- Dataset excerpts -
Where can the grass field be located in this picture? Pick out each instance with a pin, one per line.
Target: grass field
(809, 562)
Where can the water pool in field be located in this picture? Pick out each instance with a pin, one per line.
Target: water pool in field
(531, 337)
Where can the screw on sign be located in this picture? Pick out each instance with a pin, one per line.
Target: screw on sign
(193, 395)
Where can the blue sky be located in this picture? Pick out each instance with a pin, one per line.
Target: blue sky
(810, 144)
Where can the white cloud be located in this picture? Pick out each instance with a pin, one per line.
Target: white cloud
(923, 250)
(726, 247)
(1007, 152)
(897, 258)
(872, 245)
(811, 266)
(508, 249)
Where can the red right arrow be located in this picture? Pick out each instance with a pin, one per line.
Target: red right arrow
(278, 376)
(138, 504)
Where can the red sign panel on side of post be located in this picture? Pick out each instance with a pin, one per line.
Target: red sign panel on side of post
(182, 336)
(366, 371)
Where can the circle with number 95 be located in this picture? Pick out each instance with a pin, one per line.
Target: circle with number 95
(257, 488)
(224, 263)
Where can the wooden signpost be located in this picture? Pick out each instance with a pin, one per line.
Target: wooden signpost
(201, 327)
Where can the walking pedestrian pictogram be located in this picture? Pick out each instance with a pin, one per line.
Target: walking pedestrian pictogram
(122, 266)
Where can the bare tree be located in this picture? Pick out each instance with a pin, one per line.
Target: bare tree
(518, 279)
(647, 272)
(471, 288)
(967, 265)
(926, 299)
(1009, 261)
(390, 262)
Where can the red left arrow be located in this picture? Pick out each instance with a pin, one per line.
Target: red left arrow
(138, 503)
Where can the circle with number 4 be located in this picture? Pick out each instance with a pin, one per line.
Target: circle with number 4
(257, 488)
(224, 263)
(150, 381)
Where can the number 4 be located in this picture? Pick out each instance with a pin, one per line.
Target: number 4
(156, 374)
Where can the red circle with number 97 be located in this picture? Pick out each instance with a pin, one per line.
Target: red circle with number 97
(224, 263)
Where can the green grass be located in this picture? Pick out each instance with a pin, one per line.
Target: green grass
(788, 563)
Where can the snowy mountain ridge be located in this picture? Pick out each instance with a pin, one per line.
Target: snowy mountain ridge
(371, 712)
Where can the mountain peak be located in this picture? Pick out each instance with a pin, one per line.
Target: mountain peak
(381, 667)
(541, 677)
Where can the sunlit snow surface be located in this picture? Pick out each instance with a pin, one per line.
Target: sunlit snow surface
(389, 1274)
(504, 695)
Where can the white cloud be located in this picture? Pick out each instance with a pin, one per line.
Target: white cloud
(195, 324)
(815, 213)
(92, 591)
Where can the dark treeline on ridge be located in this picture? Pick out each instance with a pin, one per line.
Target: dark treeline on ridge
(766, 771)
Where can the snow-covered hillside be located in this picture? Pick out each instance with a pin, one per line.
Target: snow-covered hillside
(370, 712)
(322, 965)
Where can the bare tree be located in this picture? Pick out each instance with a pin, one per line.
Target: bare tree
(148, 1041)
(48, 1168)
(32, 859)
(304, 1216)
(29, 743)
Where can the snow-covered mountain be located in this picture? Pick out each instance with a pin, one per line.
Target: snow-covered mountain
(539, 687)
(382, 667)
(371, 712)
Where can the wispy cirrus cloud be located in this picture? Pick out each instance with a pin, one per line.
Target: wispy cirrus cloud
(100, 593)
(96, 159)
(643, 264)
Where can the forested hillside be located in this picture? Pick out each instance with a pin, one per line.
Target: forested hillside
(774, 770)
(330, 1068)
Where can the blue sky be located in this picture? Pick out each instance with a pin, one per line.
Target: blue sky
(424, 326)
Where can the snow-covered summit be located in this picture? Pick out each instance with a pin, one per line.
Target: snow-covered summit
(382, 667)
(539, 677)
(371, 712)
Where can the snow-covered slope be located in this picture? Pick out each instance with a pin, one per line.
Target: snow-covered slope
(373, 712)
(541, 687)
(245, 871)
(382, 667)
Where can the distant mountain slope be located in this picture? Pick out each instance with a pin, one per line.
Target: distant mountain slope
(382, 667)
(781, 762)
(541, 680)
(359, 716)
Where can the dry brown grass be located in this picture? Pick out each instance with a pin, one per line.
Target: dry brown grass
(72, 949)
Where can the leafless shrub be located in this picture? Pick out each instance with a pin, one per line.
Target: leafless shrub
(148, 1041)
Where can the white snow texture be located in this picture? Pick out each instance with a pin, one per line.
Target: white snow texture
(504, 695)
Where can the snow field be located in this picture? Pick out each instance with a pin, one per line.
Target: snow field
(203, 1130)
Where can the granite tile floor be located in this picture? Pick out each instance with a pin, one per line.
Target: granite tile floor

- Problem to solve -
Copy each of the lines above verbatim, with no changes.

- Task solution -
Where can the grass field be located in this picture? Pick out each instance with a pin, one per line.
Target: grass field
(809, 562)
Where can the water pool in field be located in this picture? Pick out each instance with a pin, one per line.
Target: water pool in field
(531, 337)
Where can the screw on sign be located in this picture? Pick out each instance with a pin, one per line.
Target: screw on sign
(193, 395)
Where can the blue sky be located in this picture? Pick out each instance with a pin, one per line.
Target: blue sky
(810, 144)
Where can the white cloud be located in this picture? Pick out each instance with a pin, one per line.
Target: white cloud
(923, 250)
(726, 247)
(1007, 152)
(897, 258)
(872, 245)
(811, 266)
(508, 249)
Where can the red right arrow be located in this picture? Pick out each instance with a pin, one per line.
Target: red right arrow
(278, 376)
(138, 504)
Where can the red sign panel on side of post be located in this picture? Pick out each instance with a pin, one per line.
Target: red sign panel on side of post
(182, 336)
(366, 371)
Where can the circle with number 95 be located in this picture? Pick out each instance with a pin, one per line.
Target: circle with number 95
(257, 488)
(224, 263)
Where can the wooden signpost be located in this picture? Pick out each instance with a pin, one per line.
Target: wooden signpost
(201, 327)
Where can the walking pedestrian pictogram be located in this picture? Pick out each instance with a pin, one per line.
Target: walking pedestrian pictogram
(122, 266)
Where can the bare tree be located in this picture? Pick out each instance with a pin, one per line.
Target: bare tree
(518, 279)
(647, 272)
(471, 288)
(967, 265)
(926, 299)
(1009, 261)
(390, 262)
Where can the red left arrow be located in this picture? Pick out each instance with a pin, one per line.
Target: red left arrow
(138, 503)
Where can the circle with number 4 be located in this picture? Pick out each instance with a pin, one per line.
Target: circle with number 4
(257, 488)
(224, 263)
(150, 381)
Where can the number 4 be located in this picture? Pick out each instance with a pin, one per line.
Target: number 4
(156, 374)
Where can the red circle with number 97 be located in this picture? Pick out each instance with a pin, one per line.
Target: red circle with number 97
(224, 263)
Where can the green grass be located in this picture? Pick out each instance with a pin, one per line.
Target: green grass
(788, 563)
Where can the snowy mountain ridge be located in this picture? Pick out each instance with a pin, one per line.
Target: snowy mountain ridge
(371, 712)
Where can the mountain peak be located in this picture? Pick out each instance with a pin, one per line.
Target: mountain peak
(381, 667)
(541, 677)
Where can the sunlit snow surface be located in this picture? Pick out each instance with a pin, one per line.
Target: sunlit snow surface
(389, 1274)
(504, 695)
Where can the white cloud be located in this picture? Pick out each instance with a pin, one per line.
Target: white cloud
(195, 324)
(815, 213)
(92, 591)
Where can the dark treeline on ridge be located in this picture? Pick out each instance with a pin, one per line.
Target: dark treeline on ridge
(766, 771)
Where can the snow-covered hillside be located in this picture? Pick out each instance with a pin, one per line.
Target: snow-covered hillside
(370, 712)
(322, 965)
Where can the bare tree be located in this picture? Pick out each instance with a pin, one per line.
Target: bare tree
(148, 1041)
(48, 1168)
(32, 859)
(304, 1216)
(29, 743)
Where can the snow-covered mountain be located in this picture? Pick out each instance with a pin, one per line.
Target: snow-covered mountain
(539, 687)
(382, 667)
(371, 712)
Where can the wispy cirrus cloud be located in this picture? Pick out each instance with a pin, one per line.
Target: wispy cirrus cloud
(100, 593)
(96, 159)
(643, 264)
Where can the forested hillside be located in this picture? Pick out each instance with a pin, one per line.
Target: forested hillside
(774, 770)
(330, 1068)
Where can the blue sky be located in this picture? Pick out each instance with a pin, one per line.
Target: blue sky
(424, 326)
Where can the snow-covered summit be located in this picture? Pick out each instance with a pin, one per line.
Target: snow-covered summit
(382, 667)
(539, 677)
(371, 712)
Where can the snow-covered slope be located in this picture? Pick out each instance with a pin, one per line.
Target: snow-covered slope
(373, 712)
(541, 687)
(245, 871)
(382, 667)
Where can the distant mountain slope be located in this picture? Pick out each instance with a pin, one per line.
Target: distant mountain slope
(382, 667)
(781, 762)
(541, 680)
(359, 716)
Where can the dry brown grass be located in this picture? Pick out each instance with a pin, one per line.
Target: dry brown grass
(72, 949)
Where can the leafless shrub be located in this picture? Pick out each instance with a pin, one per line.
Target: leafless shrub
(148, 1041)
Where can the white snow texture be located in this picture? Pick out each instance with a pin, one per line.
Target: white snow texture
(504, 695)
Where can the snow field be located in this picture? Pick out each instance with a pin, one per line.
Target: snow field
(203, 1130)
Where can the granite tile floor be located in this picture? Pick out each instance with a pin, one per line.
Target: granite tile floor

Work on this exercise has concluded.